— SELECTED PASSAGE —
»»
He wears sandals, khaki shorts and an elaborately embroidered purple t-shirt. Wavy gray hair hangs out beneath his purple velvet hat, which is decorated with sequins and more embroidery. It's not like anyone offered him the ritual job, he explains. Fifteen years ago he saw a woman take ashes out of the Starwood festival's bonfire, a spiritual keepsake. He followed her lead.

This gray remnant of life is inescapably symbolic of transition. People cast it into rivers, rub it on foreheads, and scatter it on the earth. Untold quantities of ash are stored on mantles in ceramic urns. Rafael kept the Starwood ashes in a fruitcake tin.

He plays no part in organizing the summer festival, but his tin and the DIY ritual that goes with it capture something of its essence. For a quarter-century, Starwood has brought witches, druids, hippies and all manner of chronic partiers and spiritual seekers together to camp in the woods of western New York for a week. High Times magazine once called it “summer camp meets a three-ring circus on acid.” Timothy Leary described it as “the ultimate set and setting; a safe haven for the weird.”

A Cleveland Heights-based group called the Association for Consciousness Exploration (ACE) hosts the annual event at a rented campground called the Brushwood Folklore Center, which is also the site of Ivan Stang's X-Day — the End of the World drill for the cosmically sarcastic Church of the Subgenius — and an almost weekly schedule of hedonistic, pagan and generally weird gatherings. The very prim fine arts and culture festival known as Chautauqua Institute is not far away.
««
— RECORDS PROVIDED —
»»
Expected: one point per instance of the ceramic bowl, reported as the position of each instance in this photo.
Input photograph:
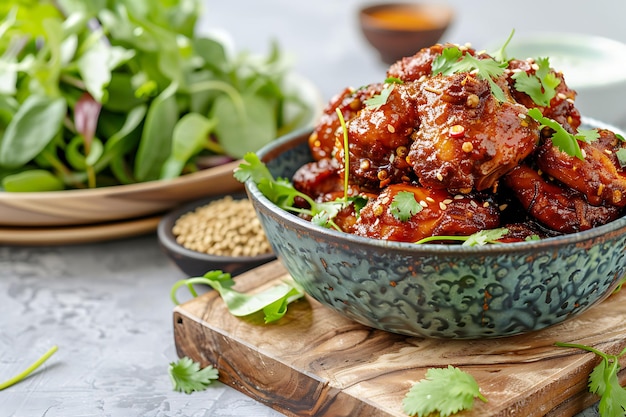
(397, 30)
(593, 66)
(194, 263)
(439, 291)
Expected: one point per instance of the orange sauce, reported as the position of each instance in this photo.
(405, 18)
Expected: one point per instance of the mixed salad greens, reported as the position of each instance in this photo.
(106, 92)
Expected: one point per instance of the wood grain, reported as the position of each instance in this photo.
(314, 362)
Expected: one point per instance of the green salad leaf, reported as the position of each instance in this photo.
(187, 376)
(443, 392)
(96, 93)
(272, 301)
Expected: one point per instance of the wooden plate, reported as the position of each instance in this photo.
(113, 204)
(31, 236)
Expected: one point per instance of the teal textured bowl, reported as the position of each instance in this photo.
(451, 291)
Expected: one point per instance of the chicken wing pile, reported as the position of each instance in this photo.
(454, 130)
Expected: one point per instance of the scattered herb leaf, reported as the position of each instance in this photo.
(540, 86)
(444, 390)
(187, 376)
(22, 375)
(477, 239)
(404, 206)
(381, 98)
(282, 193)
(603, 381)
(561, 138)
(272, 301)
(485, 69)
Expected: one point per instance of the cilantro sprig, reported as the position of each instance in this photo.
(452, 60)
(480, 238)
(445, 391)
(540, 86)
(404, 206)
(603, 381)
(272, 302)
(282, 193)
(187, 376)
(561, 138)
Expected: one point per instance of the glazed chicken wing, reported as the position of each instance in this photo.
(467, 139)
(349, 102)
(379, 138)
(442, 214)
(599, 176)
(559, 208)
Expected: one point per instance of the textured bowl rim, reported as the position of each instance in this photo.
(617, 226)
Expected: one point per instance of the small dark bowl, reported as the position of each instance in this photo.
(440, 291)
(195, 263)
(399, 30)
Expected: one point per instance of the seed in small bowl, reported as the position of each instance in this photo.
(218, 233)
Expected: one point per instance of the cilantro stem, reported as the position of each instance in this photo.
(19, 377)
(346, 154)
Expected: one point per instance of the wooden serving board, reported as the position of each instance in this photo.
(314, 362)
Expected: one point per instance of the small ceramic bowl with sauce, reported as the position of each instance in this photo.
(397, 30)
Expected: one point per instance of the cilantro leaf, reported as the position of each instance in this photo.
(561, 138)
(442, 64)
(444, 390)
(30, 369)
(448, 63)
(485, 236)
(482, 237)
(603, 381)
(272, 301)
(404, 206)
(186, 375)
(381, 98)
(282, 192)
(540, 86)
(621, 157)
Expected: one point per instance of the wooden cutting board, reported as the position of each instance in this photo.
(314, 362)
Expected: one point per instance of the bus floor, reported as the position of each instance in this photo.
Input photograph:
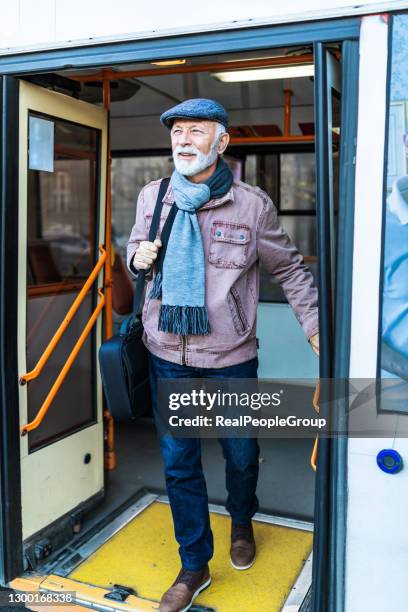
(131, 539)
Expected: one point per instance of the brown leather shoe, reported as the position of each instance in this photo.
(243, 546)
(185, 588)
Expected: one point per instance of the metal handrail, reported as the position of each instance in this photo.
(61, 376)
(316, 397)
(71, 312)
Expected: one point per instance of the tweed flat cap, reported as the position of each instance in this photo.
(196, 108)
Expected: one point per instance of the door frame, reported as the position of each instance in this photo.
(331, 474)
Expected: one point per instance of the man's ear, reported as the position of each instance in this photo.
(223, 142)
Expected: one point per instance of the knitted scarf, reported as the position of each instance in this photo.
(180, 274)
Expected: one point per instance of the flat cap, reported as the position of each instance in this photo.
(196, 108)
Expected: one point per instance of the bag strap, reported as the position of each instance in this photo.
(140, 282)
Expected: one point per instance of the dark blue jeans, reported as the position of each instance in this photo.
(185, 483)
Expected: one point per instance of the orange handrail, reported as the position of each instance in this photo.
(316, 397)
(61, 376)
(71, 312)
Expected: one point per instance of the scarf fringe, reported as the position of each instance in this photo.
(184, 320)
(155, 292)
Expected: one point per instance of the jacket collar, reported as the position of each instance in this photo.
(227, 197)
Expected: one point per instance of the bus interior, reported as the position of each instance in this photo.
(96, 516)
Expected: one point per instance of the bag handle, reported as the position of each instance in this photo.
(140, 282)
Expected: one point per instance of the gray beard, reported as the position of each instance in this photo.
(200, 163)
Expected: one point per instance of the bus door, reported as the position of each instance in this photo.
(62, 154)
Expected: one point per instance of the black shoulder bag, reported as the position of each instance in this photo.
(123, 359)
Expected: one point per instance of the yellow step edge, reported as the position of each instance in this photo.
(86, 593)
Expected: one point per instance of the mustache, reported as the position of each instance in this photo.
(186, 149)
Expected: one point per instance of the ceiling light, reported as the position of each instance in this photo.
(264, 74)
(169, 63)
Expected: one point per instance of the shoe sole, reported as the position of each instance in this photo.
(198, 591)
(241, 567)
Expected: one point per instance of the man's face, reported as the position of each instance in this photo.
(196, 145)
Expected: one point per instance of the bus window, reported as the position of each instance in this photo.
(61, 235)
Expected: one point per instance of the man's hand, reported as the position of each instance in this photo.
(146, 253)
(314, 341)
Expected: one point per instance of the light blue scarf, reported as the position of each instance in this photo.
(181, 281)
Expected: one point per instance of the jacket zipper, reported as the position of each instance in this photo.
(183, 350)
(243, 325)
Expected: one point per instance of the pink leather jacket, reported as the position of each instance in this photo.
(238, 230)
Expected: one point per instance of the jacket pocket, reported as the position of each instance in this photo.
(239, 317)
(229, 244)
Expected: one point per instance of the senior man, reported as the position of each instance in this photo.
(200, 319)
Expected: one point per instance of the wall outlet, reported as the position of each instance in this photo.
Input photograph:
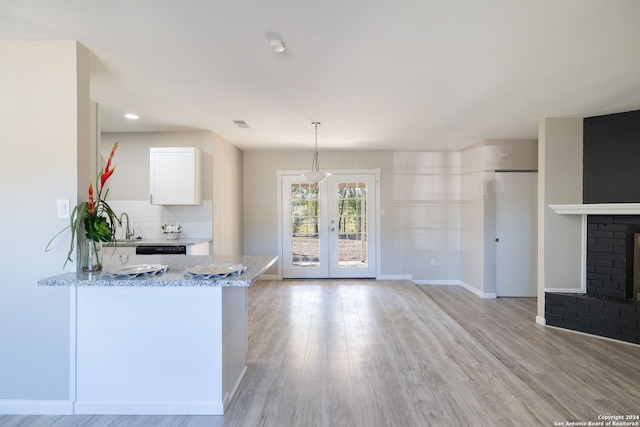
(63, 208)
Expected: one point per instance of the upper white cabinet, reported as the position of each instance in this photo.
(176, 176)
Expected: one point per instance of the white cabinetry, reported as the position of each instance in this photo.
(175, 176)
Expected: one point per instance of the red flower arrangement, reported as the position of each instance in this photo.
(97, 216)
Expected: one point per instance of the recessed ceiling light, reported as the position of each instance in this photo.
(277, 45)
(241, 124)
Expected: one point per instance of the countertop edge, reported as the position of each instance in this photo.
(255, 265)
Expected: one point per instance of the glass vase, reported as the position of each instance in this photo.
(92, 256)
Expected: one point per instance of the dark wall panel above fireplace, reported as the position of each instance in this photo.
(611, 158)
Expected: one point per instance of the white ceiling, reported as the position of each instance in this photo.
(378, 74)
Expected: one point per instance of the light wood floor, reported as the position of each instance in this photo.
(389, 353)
««
»»
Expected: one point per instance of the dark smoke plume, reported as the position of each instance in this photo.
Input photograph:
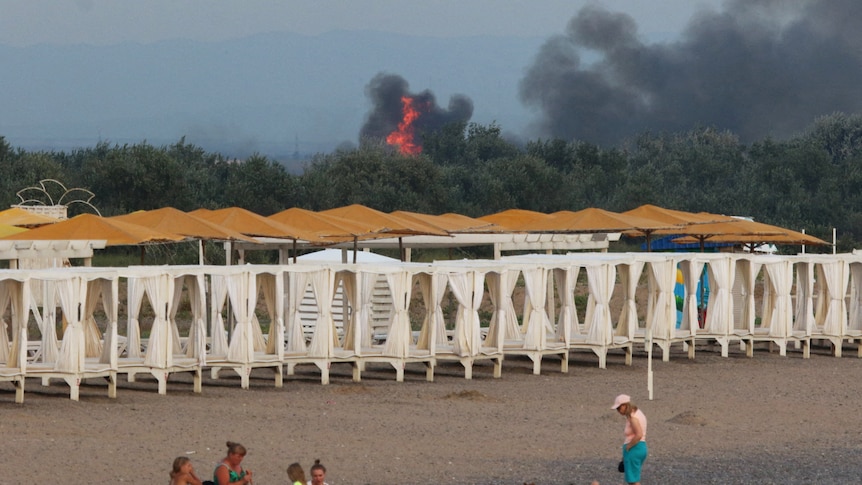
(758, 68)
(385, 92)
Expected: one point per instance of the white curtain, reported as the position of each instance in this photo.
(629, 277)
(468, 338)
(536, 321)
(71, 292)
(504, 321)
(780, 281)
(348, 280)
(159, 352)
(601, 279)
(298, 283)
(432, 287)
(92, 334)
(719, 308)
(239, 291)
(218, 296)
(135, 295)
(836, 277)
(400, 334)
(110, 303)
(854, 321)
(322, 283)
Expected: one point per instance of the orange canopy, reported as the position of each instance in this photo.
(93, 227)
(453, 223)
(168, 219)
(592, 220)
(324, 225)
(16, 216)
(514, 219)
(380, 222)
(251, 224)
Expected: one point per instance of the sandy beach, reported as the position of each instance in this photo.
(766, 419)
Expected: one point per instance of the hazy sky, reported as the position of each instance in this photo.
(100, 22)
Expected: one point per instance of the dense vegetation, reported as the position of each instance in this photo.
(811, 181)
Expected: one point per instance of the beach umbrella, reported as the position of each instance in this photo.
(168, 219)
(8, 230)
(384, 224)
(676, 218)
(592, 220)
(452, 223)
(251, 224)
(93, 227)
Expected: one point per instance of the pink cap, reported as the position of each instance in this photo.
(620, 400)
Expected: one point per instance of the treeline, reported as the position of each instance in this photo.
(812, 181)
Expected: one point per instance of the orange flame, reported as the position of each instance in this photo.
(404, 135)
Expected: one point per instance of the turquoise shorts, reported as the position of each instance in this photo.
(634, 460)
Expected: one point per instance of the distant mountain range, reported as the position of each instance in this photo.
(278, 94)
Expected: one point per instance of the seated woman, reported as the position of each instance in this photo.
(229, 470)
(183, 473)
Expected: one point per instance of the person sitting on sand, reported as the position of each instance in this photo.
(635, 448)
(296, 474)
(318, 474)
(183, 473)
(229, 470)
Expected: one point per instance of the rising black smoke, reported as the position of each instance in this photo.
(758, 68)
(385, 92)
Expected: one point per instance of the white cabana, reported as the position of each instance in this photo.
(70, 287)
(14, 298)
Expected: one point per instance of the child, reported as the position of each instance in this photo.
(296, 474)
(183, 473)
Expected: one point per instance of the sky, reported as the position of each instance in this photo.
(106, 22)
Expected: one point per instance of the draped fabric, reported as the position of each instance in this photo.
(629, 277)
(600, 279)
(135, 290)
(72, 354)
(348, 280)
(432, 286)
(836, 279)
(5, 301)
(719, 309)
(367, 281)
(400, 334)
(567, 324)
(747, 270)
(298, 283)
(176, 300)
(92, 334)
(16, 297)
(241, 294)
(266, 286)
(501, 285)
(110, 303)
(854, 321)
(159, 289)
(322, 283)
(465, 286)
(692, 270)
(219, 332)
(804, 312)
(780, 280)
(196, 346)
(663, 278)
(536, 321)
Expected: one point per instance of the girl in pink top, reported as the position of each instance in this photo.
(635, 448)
««
— WHAT IS REQUIRED —
Say whether each statement below agrees with the passage about the Starwood festival. For each, answer yes or no and quote the words from the passage that decide it. (a) Rafael kept the Starwood ashes in a ceramic urn. (b) Starwood brings people together to camp in the woods of western New York for a week. (c) Rafael helps organize the summer festival.

— SOLUTION FOR THIS PROBLEM —
(a) No: "Rafael kept the Starwood ashes in a fruitcake tin."
(b) Yes: "Starwood has brought witches, druids, hippies and all manner of chronic partiers and spiritual seekers together to camp in the woods of western New York for a week."
(c) No: "He plays no part in organizing the summer festival"